TASK ITEM A: In the passage on Hal Hershfield's research, copy the text from "In this Social" to "these same questions." word for word.
TASK ITEM B:
Answer these questions from the passage on Hal Hershfield's research:
(i) At which school of management is Hershfield's institutional web homepage?
(ii) What is the full title of Hershfield's new book?
(iii) According to Hershfield, which people are more likely to do things for the future?

━━━━━ DOCUMENT PASSAGE ━━━━━

On his institutional web homepage at the University of California-Los Angeles’s Anderson School of Management, psychologist Hal Hershfield posts one statement in big italic type: “My research asks, ‘How can we help move people from who they are now to who they’ll be in the future in a way that maximizes well-being?”

In this Social Science Bites podcast, Hershfield and interviewer Dave Edmonds discuss what that means in practice, whether in our finances or our families, and how humans can make better decisions. Hershfield’s new book, Your Future Self: How to Make Tomorrow Better Today, offers a popular synthesis of these same questions.

Much of his research centers on this key observation: “humans have this unique ability to engage in what we call ‘mental time travel,’ the ability to project ourselves ahead and look back on the past and even project ourselves ahead and look back on the past while we're doing so. But despite this ability to engage in mental time travel, we don't always do it in a way that affords us the types of benefits that it could.”

Those benefits might include better health from future-looking medical decisions, better wealth thanks to future-looking spending and savings decisions, or greater contentment based on placing current events in a future-looking context. Which begs the question – when is the future?

 “The people who think the future starts sooner,” Hershfield explains, “are the ones who are more likely to do things for that future, which in some ways makes sense. It's closer, it's a little more vivid. There's a sort of a clean break between now and it. That said, it is a pretty abstract question. And I think what you're asking about what counts in five years, 10 years, 20 years? That's a deeper question that also needs to be examined.”

Regardless of when someone thinks the future kicks off, people remain acutely aware that time is passing even if for many their actions belie that. Proof of this comes from studies of how individual react when made acutely aware of the advance of time, Hershfield notes. “People place special value on these milestone birthdays and almost use them as an excuse to perform sort of a meaningfulness audit. of their lives, … This is a common finding, we've actually found this in our research, that people are more likely to do these sorts of meaning-making activities as they confront these big milestones. But it's also to some degree represents a break between who you are now and some future person who you will become.”

Hershfield concludes the interview noting how his research has changed him, using the example of how he now makes time when he might be doing professional work to spend with his family. “I want my future self to look back and say, ‘You were there. You were present. You saw those things,’ and not have looked up and said, ‘Shoot, I missed out on that.’ I would say that's the main way that I've really started to shift my thinking from this work.”

━━━━━ DATASET ENTRIES ━━━━━

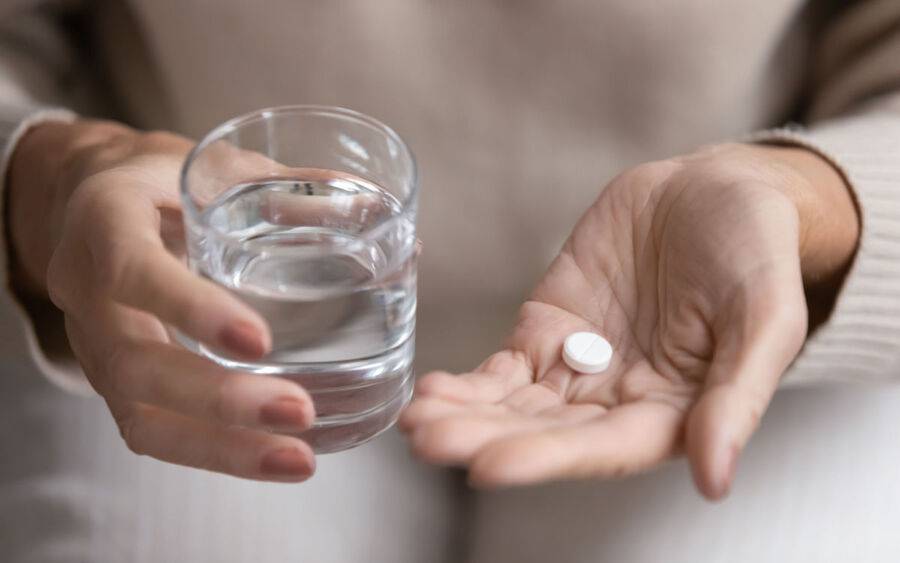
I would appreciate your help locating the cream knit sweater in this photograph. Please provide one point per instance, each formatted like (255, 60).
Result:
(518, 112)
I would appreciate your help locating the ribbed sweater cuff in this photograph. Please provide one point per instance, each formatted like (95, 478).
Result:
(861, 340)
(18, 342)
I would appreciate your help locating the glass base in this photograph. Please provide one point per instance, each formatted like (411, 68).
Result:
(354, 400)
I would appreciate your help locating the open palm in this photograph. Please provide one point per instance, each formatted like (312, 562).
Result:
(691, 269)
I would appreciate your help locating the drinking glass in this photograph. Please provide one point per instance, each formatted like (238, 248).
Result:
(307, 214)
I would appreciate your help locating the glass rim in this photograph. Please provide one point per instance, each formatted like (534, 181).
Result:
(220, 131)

━━━━━

YOUR RESPONSE A:
In this Social Science Bites podcast, Hershfield and interviewer Dave Edmonds discuss what that means in practice, whether in our finances or our families, and how humans can make better decisions. Hershfield’s new book, Your Future Self: How to Make Tomorrow Better Today, offers a popular synthesis of these same questions.

YOUR RESPONSE B:
(i) The Anderson School of Management at the University of California-Los Angeles.
(ii) Your Future Self: How to Make Tomorrow Better Today.
(iii) The people who think the future starts sooner.